Aim of the task: Would you return the listing that follows exactly, leaving its pictures behind?
____ Material provided
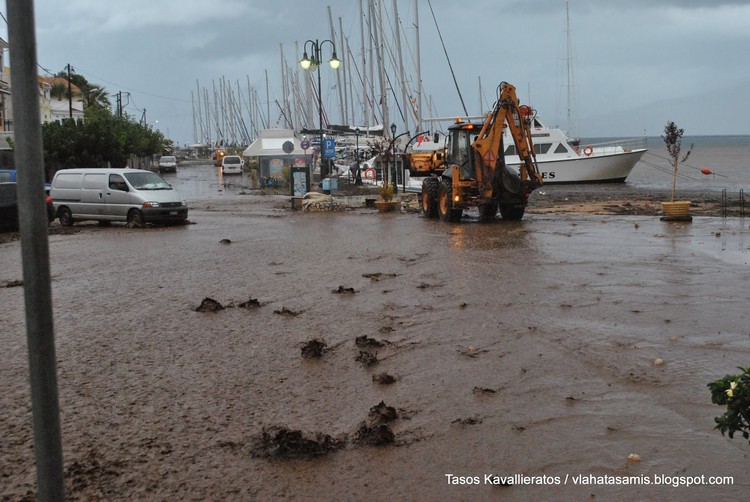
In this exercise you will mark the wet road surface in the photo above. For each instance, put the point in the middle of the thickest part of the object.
(516, 348)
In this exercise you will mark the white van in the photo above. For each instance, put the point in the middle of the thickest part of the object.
(232, 164)
(167, 164)
(132, 195)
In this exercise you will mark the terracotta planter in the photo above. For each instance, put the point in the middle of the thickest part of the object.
(387, 206)
(676, 209)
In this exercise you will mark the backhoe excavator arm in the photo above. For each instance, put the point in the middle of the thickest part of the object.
(488, 153)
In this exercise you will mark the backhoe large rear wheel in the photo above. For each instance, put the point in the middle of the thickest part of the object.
(512, 212)
(446, 211)
(430, 195)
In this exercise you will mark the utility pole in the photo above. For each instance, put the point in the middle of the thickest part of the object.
(70, 96)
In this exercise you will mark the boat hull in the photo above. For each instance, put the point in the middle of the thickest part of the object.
(604, 168)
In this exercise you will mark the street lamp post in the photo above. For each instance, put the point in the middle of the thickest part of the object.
(313, 63)
(358, 178)
(392, 150)
(393, 158)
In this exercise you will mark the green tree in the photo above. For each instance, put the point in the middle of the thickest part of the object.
(92, 95)
(100, 139)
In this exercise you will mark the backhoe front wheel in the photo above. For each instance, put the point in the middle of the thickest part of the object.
(446, 211)
(430, 195)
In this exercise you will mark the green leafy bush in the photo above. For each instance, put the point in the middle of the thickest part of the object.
(733, 391)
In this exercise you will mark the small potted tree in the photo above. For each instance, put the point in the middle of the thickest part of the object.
(678, 210)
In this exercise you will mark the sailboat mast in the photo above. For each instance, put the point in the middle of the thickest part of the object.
(572, 105)
(419, 66)
(402, 78)
(364, 67)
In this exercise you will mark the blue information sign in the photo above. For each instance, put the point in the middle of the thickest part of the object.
(329, 148)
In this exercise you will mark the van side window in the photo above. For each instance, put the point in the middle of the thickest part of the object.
(117, 183)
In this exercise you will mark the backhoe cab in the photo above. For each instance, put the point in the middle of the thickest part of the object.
(475, 173)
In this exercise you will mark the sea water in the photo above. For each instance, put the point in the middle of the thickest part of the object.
(726, 157)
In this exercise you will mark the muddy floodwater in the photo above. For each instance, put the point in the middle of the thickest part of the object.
(259, 353)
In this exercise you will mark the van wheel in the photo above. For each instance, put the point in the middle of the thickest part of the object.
(66, 217)
(135, 218)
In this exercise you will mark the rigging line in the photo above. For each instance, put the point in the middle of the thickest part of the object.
(429, 3)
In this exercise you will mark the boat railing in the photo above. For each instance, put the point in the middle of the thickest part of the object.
(618, 146)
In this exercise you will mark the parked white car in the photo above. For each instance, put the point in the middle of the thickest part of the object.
(232, 164)
(135, 196)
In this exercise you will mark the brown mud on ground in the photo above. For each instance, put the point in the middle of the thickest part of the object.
(511, 348)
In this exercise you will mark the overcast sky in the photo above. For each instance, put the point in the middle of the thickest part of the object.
(638, 63)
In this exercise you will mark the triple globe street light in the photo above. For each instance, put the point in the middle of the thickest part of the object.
(313, 63)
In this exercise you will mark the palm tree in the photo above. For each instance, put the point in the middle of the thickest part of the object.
(59, 90)
(95, 96)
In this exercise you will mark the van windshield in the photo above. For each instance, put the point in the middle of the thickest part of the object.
(146, 180)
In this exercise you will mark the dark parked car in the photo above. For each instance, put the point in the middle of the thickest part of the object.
(9, 207)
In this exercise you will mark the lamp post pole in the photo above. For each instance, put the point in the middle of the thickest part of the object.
(358, 178)
(394, 181)
(392, 150)
(314, 64)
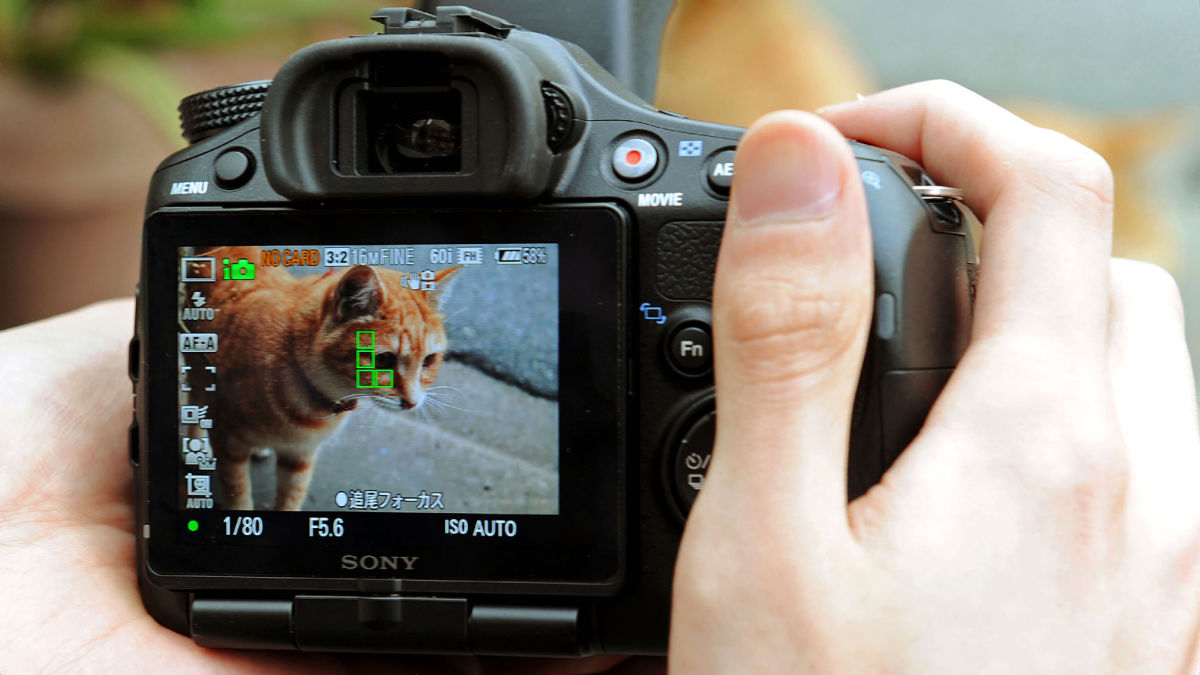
________
Written response:
In this exercise you will mark the wet road surface in the photo above. For each instance, put the point in the middle of the thickest part of the object.
(516, 348)
In this exercise you will mark the white van in the photo above. For each instance, put the point in the middle of the thickest part of the object.
(232, 164)
(167, 164)
(132, 195)
In this exercise you will mark the terracotta planter in the photo above. For each instance, put the point in the middle of the thickest part of the object.
(387, 206)
(676, 209)
In this exercise you will mark the backhoe excavator arm in the photo above. For each instance, put the point in the middle of the thickest part of the object.
(488, 153)
In this exercise you will mark the backhoe large rear wheel in the photo above. For each instance, put the point in the middle of the thickest part of the object.
(512, 212)
(446, 211)
(430, 195)
In this exercise you will mark the utility pole in the photo above. For each instance, put the point in the middle of the thickest part of the object.
(70, 96)
In this exercise you will mark the boat hull in the photo above. For each instance, put the point in the middle of the thickest part of the object.
(604, 168)
In this exercise you will mark the street lamp post in the photo above. For each instance, put the point in the middle of the thickest part of the object.
(313, 63)
(358, 178)
(392, 150)
(393, 158)
In this exercise you will mark the green tree in the photo above. For each instance, put the point in the middle of the thickest part of the object.
(92, 95)
(100, 139)
In this exercise you will mark the backhoe front wheel in the photo above. For each instance, put the point in the middle of the thickest part of the object.
(446, 211)
(430, 195)
In this exercise you will mark the green leafy bush in the photo above. For each instance, put the point in the middle of the thickest part of the object.
(733, 391)
In this exercise you will mark the small potted tree in the photo above. For each instance, put the point in the middle of the thickest part of the object.
(678, 210)
In this exercise you will mark the sailboat mast in the photo above. For each instance, put the point in the middle of the thickest part of the object.
(572, 105)
(419, 66)
(402, 78)
(364, 67)
In this exercise you will mark the blue information sign in the photo above. For each instance, put the point in the middle of the thickest part of the object.
(329, 148)
In this exercise you will mark the van side window in the photo above. For each instance, put the point in the middle of the thickest part of the object.
(117, 183)
In this exercise you will mark the backhoe cab in the photo above. For each instance, put the point in the middle of the thickest part of the object.
(475, 173)
In this exercise you will mark the sea water in the photo above. For each instance, put the point in the middle of the thickest part of the object.
(726, 157)
In this exercise you will mark the muddy floodwater in the photo above. For each instance, put the point in the middle of the thickest part of the object.
(259, 353)
In this exercise you will mark the van wheel in the photo above. For each instance, put the point in the middle of the thickest part of the object.
(66, 217)
(135, 218)
In this exercise you will mark the rigging line in the photo above. For each instance, put the point in the middle of the thickest part of the object.
(429, 3)
In this exercise you will mark the boat railing in the photo above. For each instance, put the point in the middle of the thickest part of the object.
(618, 146)
In this exercise you will mark the parked white car in the photo above. For each instance, put the point in the middle of the thickest part of the object.
(232, 164)
(135, 196)
In this exercise you will mark the brown mud on ground in the photo above. For each instance, put the point in the middle of the thickest part of the object.
(511, 348)
In this exercise you will mark the overcast sky in the photo above. For each instance, put the point in the middle of the thickest part of the object.
(638, 63)
In this exercise you will mark the triple globe street light in the photo above. For each instance, put the point in the middle of the thickest part of the object.
(313, 63)
In this exercise you will mark the palm tree in the photo above. For each instance, put the point in the middle of the thickest part of the object.
(59, 90)
(95, 96)
In this exercise you will mark the van windshield in the photo above. For each instance, put the point in the middle of the thickest part of the object.
(146, 180)
In this exercise you will mark the dark parked car in the photo above. For each instance, put the point in the middle of the thickest part of the object.
(9, 207)
In this exercise you will mark the lamp post pole in the photo above. For each instance, put the point in the middle of the thickest part of the object.
(358, 178)
(394, 181)
(392, 150)
(314, 64)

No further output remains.